[WORK TO DO] Please pick out each line of the data below that contains the word "glass" and copy it. Matches must have the same uppercase and lowercase letters.
****************
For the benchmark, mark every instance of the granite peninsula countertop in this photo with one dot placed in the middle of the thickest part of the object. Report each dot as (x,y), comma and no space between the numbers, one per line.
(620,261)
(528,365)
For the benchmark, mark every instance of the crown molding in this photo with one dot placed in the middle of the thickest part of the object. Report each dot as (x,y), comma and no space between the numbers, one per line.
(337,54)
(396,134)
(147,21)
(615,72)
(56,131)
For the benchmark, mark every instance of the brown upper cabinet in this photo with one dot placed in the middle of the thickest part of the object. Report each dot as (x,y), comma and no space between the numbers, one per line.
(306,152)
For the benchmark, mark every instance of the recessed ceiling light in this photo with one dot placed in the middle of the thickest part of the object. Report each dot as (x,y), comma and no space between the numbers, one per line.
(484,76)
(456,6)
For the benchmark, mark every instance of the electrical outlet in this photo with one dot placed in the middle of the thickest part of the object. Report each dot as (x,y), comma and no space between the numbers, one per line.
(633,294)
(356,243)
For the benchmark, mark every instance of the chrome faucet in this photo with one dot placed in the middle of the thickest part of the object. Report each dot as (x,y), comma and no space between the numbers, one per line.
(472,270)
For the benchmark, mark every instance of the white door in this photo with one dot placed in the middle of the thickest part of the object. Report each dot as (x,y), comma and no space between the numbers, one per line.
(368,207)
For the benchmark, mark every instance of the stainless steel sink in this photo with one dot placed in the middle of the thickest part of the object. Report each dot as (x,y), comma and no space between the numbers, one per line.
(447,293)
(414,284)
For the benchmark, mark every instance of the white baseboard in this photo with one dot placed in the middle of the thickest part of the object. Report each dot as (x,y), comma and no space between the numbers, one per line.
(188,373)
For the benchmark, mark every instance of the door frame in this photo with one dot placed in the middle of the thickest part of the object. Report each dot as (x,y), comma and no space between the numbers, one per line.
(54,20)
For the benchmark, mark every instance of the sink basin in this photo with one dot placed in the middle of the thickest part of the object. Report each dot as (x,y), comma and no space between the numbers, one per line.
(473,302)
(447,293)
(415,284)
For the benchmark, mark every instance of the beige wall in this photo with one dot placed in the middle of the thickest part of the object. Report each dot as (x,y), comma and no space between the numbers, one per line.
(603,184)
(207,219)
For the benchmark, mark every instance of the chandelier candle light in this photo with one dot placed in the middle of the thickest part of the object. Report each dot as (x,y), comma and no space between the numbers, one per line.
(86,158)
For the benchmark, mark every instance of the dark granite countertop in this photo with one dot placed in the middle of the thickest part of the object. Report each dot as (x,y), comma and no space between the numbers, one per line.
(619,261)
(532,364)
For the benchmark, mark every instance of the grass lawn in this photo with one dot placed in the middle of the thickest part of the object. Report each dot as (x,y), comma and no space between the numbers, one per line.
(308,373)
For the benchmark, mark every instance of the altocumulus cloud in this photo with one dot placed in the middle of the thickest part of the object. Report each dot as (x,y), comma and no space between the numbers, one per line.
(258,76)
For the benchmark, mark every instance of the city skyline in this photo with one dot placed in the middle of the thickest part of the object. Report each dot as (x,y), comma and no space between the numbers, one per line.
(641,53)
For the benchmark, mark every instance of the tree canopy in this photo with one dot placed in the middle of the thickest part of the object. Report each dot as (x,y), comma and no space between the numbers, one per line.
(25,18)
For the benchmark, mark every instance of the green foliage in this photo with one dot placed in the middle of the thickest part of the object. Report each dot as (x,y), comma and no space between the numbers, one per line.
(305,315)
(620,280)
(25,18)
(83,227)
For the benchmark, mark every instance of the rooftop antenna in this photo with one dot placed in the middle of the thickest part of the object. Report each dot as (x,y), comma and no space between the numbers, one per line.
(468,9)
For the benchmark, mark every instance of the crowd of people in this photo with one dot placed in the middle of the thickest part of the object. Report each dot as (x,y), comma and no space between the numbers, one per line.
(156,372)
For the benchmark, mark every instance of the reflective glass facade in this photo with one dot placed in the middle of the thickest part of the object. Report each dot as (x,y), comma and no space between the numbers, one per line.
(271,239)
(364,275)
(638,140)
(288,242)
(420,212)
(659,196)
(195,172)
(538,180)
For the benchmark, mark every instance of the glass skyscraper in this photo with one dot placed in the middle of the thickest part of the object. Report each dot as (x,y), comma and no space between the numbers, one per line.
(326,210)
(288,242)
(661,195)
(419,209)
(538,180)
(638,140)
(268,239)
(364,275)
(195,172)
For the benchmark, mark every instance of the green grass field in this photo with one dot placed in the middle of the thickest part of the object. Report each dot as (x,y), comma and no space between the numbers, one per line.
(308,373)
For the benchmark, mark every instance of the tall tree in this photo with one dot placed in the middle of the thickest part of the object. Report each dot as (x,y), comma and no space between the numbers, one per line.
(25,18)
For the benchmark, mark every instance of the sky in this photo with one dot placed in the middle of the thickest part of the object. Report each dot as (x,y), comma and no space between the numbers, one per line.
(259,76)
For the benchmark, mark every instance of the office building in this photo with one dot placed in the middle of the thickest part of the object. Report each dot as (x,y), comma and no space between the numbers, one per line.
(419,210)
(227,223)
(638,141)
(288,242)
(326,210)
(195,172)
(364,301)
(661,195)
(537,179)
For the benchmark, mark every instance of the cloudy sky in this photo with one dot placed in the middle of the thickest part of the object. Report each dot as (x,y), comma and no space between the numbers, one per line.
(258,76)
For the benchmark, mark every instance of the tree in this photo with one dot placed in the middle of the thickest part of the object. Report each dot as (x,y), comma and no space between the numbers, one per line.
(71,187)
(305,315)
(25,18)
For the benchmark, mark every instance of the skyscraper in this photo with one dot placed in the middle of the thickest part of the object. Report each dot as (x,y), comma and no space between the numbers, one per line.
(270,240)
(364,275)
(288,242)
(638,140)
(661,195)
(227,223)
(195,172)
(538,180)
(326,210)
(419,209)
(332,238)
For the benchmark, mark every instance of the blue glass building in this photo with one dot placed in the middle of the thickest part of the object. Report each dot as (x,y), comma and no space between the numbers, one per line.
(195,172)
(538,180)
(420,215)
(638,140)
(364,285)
****************
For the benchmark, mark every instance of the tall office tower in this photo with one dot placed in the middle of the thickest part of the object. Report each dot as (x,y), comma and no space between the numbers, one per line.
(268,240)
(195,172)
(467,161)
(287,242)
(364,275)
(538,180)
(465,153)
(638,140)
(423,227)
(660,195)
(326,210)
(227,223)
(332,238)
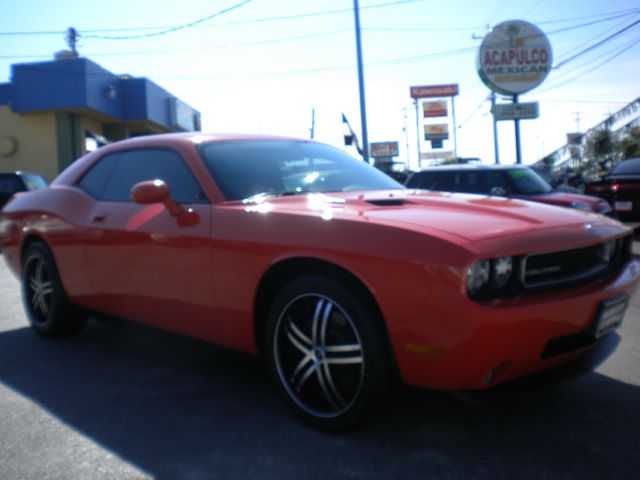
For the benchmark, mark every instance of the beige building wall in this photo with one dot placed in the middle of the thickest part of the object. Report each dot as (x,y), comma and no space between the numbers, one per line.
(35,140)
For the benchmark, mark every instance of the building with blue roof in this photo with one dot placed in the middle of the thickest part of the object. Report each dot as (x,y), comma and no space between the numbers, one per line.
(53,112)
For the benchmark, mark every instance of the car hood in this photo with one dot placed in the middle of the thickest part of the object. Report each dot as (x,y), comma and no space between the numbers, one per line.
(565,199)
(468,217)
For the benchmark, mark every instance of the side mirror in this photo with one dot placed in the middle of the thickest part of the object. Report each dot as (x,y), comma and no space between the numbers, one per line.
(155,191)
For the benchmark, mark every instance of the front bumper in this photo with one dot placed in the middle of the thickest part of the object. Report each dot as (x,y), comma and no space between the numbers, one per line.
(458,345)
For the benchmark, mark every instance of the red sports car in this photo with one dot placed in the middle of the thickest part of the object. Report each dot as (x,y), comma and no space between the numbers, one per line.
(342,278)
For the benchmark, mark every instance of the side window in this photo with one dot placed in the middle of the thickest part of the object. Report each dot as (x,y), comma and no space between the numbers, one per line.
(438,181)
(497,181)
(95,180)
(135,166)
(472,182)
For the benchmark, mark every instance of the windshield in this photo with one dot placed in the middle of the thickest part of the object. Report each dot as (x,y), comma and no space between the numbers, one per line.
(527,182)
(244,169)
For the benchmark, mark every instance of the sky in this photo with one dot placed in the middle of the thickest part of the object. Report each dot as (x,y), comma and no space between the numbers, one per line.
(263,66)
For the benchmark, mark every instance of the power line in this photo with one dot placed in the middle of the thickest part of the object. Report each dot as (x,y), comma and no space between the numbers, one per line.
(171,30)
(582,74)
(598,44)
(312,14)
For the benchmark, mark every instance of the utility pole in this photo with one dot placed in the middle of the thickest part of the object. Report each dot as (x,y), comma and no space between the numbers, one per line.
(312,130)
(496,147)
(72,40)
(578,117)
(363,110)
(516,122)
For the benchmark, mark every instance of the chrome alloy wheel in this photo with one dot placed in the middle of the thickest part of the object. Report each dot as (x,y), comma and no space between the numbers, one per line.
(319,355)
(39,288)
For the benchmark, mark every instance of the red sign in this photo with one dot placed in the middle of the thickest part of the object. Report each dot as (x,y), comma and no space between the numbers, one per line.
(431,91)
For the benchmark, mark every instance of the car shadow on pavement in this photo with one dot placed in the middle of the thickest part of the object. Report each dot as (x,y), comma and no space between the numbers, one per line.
****************
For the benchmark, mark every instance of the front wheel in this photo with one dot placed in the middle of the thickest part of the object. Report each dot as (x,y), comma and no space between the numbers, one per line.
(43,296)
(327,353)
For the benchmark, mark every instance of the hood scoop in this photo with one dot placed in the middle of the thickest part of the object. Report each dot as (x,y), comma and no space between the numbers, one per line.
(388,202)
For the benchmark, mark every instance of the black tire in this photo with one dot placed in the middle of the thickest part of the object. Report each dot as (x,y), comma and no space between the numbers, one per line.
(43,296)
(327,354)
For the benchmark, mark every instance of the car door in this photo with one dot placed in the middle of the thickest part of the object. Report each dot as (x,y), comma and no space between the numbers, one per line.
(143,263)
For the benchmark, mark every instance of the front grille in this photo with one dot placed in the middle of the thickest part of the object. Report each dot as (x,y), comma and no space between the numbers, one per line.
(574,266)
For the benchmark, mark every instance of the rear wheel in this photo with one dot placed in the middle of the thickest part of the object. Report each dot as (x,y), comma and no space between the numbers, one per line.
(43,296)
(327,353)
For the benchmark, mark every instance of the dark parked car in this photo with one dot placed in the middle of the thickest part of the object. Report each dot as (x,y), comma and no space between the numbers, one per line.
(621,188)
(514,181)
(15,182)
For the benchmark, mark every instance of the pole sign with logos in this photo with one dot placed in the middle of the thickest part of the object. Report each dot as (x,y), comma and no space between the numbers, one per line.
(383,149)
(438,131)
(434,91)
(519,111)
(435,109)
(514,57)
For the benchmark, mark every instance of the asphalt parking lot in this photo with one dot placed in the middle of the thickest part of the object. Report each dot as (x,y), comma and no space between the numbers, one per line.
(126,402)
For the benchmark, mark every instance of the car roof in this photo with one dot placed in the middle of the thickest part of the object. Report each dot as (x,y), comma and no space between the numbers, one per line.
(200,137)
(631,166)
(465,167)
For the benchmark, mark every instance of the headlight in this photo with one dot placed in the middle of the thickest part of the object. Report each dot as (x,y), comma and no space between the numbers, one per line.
****************
[COMPLETE ANSWER]
For the benchmark, mark every instance of the reflective glass facade in this photo with one dot placed in the middle of the thickest part of the object. Report each dot as (x,y), comma and no space between the numbers, one per line.
For the benchmark, mark every instance of the glass skyscraper in this photo with one dot placed in the middle of the thickest part of the object. Report each dot as (x,y), comma and no space between the numbers, one per line.
For the benchmark, mark every instance of the blue glass building in this photo with one dot placed in the middle of the thickest part of the object. Report each dot as (x,y), comma and no space between the numbers, one per line.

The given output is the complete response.